____ Available records

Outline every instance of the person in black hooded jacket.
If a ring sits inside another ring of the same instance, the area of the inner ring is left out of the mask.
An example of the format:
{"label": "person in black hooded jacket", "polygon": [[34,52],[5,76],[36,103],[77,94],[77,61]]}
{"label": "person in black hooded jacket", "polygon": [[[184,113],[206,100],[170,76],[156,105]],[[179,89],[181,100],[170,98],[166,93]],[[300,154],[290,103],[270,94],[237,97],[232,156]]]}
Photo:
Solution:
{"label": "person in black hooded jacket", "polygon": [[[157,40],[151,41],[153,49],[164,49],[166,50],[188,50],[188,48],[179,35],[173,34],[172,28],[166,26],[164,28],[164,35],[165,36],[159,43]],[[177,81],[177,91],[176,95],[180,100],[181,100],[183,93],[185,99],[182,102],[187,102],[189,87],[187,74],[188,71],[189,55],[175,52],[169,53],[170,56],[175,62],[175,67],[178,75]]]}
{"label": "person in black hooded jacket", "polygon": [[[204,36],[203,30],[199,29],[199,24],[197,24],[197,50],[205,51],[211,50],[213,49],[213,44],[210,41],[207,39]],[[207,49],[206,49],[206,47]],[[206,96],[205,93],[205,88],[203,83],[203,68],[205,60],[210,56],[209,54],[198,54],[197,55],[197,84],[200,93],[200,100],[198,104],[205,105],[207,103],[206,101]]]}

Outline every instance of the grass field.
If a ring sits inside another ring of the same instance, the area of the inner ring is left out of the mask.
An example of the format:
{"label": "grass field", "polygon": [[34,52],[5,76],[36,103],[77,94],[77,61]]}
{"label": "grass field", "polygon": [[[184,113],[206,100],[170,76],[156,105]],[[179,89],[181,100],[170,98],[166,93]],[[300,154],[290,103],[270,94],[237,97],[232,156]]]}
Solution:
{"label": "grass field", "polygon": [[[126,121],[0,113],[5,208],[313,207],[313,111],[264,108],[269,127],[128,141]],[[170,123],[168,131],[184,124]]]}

________

**What the task asks:** Reproduce nothing but the lines from the line containing "Outline every instance of the grass field." to the last line of the data, each exactly as written.

**Output for this exercise:**
Outline every instance of the grass field.
If a ring sits inside another ring of the same instance, the area of the inner ring is left out of the mask.
An example of the format:
{"label": "grass field", "polygon": [[34,52],[5,76],[36,103],[77,94],[77,61]]}
{"label": "grass field", "polygon": [[[184,113],[206,100],[170,76],[156,105]],[[179,89],[181,100],[170,98],[166,93]],[[300,154],[290,103],[270,94],[237,97],[232,156]]]}
Solution:
{"label": "grass field", "polygon": [[[126,121],[0,113],[5,208],[313,207],[313,111],[264,108],[269,127],[128,141]],[[170,123],[168,131],[184,124]]]}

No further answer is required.